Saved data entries
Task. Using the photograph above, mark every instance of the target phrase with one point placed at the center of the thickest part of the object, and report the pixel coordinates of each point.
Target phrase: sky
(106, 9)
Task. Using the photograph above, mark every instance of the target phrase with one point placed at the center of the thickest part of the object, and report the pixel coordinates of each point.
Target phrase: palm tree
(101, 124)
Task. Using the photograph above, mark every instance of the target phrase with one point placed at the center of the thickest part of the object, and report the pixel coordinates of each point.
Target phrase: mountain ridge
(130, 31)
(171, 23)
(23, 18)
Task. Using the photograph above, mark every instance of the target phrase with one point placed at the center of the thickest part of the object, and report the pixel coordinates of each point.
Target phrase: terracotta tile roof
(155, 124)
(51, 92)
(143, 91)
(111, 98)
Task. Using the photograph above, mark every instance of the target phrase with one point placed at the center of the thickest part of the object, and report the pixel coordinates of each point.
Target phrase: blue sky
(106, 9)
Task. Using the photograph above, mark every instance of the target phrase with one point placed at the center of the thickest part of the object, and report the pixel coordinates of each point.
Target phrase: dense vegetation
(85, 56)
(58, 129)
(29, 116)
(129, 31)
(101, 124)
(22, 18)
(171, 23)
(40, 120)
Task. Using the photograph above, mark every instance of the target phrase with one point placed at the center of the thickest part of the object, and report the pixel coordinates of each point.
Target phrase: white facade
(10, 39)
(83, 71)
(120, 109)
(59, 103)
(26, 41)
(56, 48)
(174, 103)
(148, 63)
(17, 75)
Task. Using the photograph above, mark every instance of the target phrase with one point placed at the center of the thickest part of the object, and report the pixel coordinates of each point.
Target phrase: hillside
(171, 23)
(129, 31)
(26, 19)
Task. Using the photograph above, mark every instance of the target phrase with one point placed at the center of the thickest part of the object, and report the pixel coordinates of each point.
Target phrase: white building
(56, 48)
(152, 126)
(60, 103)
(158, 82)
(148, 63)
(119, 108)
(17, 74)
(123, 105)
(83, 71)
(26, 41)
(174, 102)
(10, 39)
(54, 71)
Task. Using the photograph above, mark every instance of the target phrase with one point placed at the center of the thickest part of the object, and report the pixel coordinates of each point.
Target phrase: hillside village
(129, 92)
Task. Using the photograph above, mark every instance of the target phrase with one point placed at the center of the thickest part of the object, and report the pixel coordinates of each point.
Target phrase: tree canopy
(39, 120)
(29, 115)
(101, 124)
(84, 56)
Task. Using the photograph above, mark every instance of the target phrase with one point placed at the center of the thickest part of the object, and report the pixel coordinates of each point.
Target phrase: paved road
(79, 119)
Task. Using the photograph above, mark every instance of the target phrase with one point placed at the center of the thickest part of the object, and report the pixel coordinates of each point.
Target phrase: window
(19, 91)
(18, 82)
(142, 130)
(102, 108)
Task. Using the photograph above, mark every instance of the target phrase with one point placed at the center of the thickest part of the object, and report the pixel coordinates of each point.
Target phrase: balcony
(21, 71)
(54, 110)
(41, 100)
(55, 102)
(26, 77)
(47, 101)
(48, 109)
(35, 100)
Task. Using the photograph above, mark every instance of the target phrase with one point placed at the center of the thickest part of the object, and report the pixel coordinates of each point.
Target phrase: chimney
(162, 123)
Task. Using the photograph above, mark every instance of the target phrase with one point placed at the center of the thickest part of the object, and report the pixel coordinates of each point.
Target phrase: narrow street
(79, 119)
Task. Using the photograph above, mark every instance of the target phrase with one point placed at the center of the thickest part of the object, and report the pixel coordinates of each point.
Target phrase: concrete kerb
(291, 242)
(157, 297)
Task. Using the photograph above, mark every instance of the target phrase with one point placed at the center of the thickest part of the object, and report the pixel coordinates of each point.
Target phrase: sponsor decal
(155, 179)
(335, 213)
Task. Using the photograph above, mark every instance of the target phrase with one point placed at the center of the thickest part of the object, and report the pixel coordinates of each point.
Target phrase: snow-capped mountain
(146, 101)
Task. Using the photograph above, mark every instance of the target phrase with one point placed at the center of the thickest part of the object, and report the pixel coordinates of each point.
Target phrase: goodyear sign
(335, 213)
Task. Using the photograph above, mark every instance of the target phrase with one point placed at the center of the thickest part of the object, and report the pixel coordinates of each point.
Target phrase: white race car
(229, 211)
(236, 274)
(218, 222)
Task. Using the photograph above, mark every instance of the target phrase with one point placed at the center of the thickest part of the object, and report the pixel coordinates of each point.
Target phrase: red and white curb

Your task: Please reproduce all of the records exactly as they stand.

Task answer:
Task. Using the photograph above, mark every instance of the target phrase with one point placed at the center of the thickest part of the object, and report the pixel coordinates of each point.
Target phrase: sky
(106, 9)
Task. Using the photograph above, mark every instance of the target phrase with one point placed at the center of the thickest part of the object, and report the pixel coordinates of each point.
Target phrase: palm tree
(101, 124)
Task. Using the photograph above, mark every instance of the target phrase with one point placed at the center of the thickest part of the object, and report the pixel coordinates of each point.
Target phrase: mountain ridge
(130, 31)
(171, 23)
(23, 18)
Task. Using the photograph above, mark every instance of the target phrase with one point placed at the center of the thickest part of the object, and report the pixel coordinates of each point.
Target phrase: terracotta tile roof
(155, 124)
(51, 92)
(143, 91)
(111, 98)
Task. Using the photograph above, mark every instance of the target phrase with one point placed at the center of the thickest part of the object, and report the pixel coordinates of each point.
Target phrase: blue sky
(106, 9)
Task. Using the photograph above, mark every instance of the target phrase with one point placed at the center of the thickest part of the object, and report the pixel coordinates of each point.
Target phrase: dense vegetation
(85, 56)
(58, 129)
(29, 116)
(129, 31)
(101, 124)
(22, 18)
(171, 23)
(40, 120)
Task. Using the photograph above, mark every instance of the target phrase with one point placed at the center of the thickest part of the object, and report the pixel coordinates of each point.
Target phrase: white facade
(10, 39)
(83, 71)
(120, 109)
(59, 103)
(26, 41)
(56, 48)
(174, 103)
(148, 63)
(17, 75)
Task. Using the photograph above, mark every instance of the target phrase with one point placed at the center of the thickest part of the object, and report the pixel coordinates of each point.
Target phrase: hillside
(171, 23)
(129, 31)
(26, 19)
Task. Using the photograph above, mark every instance of the target phrase with one point placed at the center of the thickest part of the object, and report the pixel coordinates of each point.
Target phrase: white building
(56, 48)
(152, 126)
(60, 103)
(158, 82)
(148, 63)
(119, 108)
(17, 74)
(123, 105)
(83, 71)
(26, 41)
(174, 102)
(10, 39)
(54, 71)
Task. Using the photograph above, mark every instance of the target phrase with one point placed at the center of the thickest part of the object, and report the pixel coordinates of each point.
Target phrase: hillside village
(129, 92)
Task. Using the photograph above, mark every instance of the target phrase with one point placed at the center of the thickest part of the object, and report the pixel coordinates of each point.
Target phrase: tree canopy
(39, 120)
(29, 115)
(101, 124)
(84, 56)
Task. Using the photograph above, mark every instance of the target phrase with one point placed at the center of the thickest part of the object, and report the pixel coordinates of each point.
Target phrase: paved road
(79, 119)
Task. Using the photograph above, mark every instance of the target phrase with one point placed at the center of the thickest part of the object, and report the pixel coordinates of each point.
Target phrase: window
(19, 91)
(18, 82)
(142, 130)
(102, 108)
Task. Using the photograph above, mark every instance of the target phrase with one point placed at the center of the thickest part of the object, and report the pixel coordinates of each point.
Target phrase: balcony
(21, 71)
(54, 110)
(41, 100)
(55, 102)
(26, 77)
(47, 101)
(48, 109)
(35, 100)
Task. Using the photograph above, mark every instance of the target phrase with one point placed at the center of the thickest part of the object, and report the pixel coordinates of each point.
Target phrase: chimney
(162, 123)
Task. Using the photograph above, mark every instance of the target phrase with one point placed at the center of the thickest part of the object, and report the pixel coordinates of each point.
Target phrase: narrow street
(79, 119)
Task. Using the photograph above, mark every instance of the target phrase with one point placed at the center of the thickest part of the object, and report the pixel coordinates of each point.
Target phrase: concrete kerb
(291, 242)
(157, 297)
Task. Using the photograph above, mark every instance of the target phrase with one point placed at the center of the thickest part of the object, and report the pixel coordinates of each point.
Target phrase: sponsor decal
(155, 179)
(335, 213)
Task. Using the photograph above, mark every instance of the target phrase with one point placed at the center of the thickest part of the object, and report the pixel coordinates of each point.
Target phrase: snow-capped mountain
(146, 101)
Task. Using the photograph above, mark every instance of the target phrase with one point placed at the center of the thickest part of the object, and report the pixel coordinates of each point.
Target phrase: goodyear sign
(335, 213)
Task. Using the photograph above, mark every instance of the target phrase with one point placed at the center of the thickest part of the object, and report the pixel coordinates of each point.
Target phrase: white race car
(229, 211)
(236, 274)
(218, 222)
Task. Using the photograph above, mark every instance of the target phrase with one point placed at the center of the thickest part of the object, and report the pixel coordinates of each point.
Target phrase: red and white curb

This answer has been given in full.